> **PROVIDED MATERIAL**

--- Begin ---

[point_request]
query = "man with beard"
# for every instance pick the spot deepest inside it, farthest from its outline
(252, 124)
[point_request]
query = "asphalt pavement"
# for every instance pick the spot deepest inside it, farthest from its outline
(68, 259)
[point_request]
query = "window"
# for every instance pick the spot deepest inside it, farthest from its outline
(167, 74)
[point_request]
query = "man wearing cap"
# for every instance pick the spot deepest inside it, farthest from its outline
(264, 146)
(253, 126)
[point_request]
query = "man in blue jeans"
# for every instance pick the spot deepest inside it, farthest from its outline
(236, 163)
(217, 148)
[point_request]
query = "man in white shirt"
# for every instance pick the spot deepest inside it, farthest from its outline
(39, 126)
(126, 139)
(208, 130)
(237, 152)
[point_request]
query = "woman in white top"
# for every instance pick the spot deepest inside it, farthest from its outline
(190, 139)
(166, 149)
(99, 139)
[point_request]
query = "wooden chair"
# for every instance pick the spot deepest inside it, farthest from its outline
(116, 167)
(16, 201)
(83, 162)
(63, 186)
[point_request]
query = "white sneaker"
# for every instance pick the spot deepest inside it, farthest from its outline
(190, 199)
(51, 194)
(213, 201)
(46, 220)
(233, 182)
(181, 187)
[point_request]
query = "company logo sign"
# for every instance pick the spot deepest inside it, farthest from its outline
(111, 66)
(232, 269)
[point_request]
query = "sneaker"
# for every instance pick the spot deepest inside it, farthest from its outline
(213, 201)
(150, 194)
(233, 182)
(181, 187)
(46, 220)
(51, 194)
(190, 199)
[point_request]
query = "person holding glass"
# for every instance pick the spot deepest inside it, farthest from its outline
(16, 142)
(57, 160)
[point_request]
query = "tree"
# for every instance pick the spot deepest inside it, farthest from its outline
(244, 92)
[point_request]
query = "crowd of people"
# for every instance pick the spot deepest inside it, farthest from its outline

--- End ---

> **WHAT IS NEEDED**
Copy down the material exactly as written.

> **ANSWER TO THIS TASK**
[point_request]
query = "man with beard"
# for every instance pick the spot deepest inside it, farthest from its outline
(252, 124)
[point_request]
query = "asphalt pavement"
# for every instance pick the spot deepest inside it, farthest from its outline
(68, 259)
[point_request]
query = "window"
# for every instance pick the spot deepest inside it, farthest from its outline
(167, 74)
[point_request]
query = "man wearing cap"
# for every instance pick the spot deepest inside it, farthest from its outline
(264, 146)
(253, 126)
[point_request]
query = "man in blue jeans"
# for every instance pick the spot deepest inside it, farthest from its outline
(236, 163)
(217, 148)
[point_request]
query = "man in white shirt"
# for every instance pick the spot deepest inside it, farthest from its outline
(39, 126)
(126, 139)
(208, 130)
(237, 152)
[point_request]
query = "woman in white top"
# for every instance pick the spot deepest inside it, farthest from its outline
(190, 139)
(166, 149)
(99, 139)
[point_request]
query = "wooden chair"
# for every instance pick the spot deepest inside it, farthest from its outline
(116, 167)
(16, 201)
(83, 162)
(63, 186)
[point_request]
query = "white sneaker"
# for every instance pick the spot deepest inside it, farthest from its outline
(190, 199)
(51, 194)
(213, 201)
(46, 220)
(233, 182)
(181, 187)
[point_request]
query = "company logo sign"
# for every instance pick the spot deepest inside it, farthest from its outline
(111, 66)
(232, 269)
[point_request]
query = "sneaker"
# for every instance pick the spot deepest inside it, farthest from its outline
(213, 201)
(150, 194)
(233, 182)
(181, 187)
(46, 220)
(51, 194)
(190, 199)
[point_request]
query = "person holding glass"
# for every instance pick the spot deepest inside it, farthest from its outline
(16, 142)
(57, 160)
[point_request]
query = "tree"
# for every instance pick the spot deepest inside it, farthest from its outline
(244, 92)
[point_request]
query = "crowd of people"
# for every instance pick the spot deepest inside it, farthest from its outline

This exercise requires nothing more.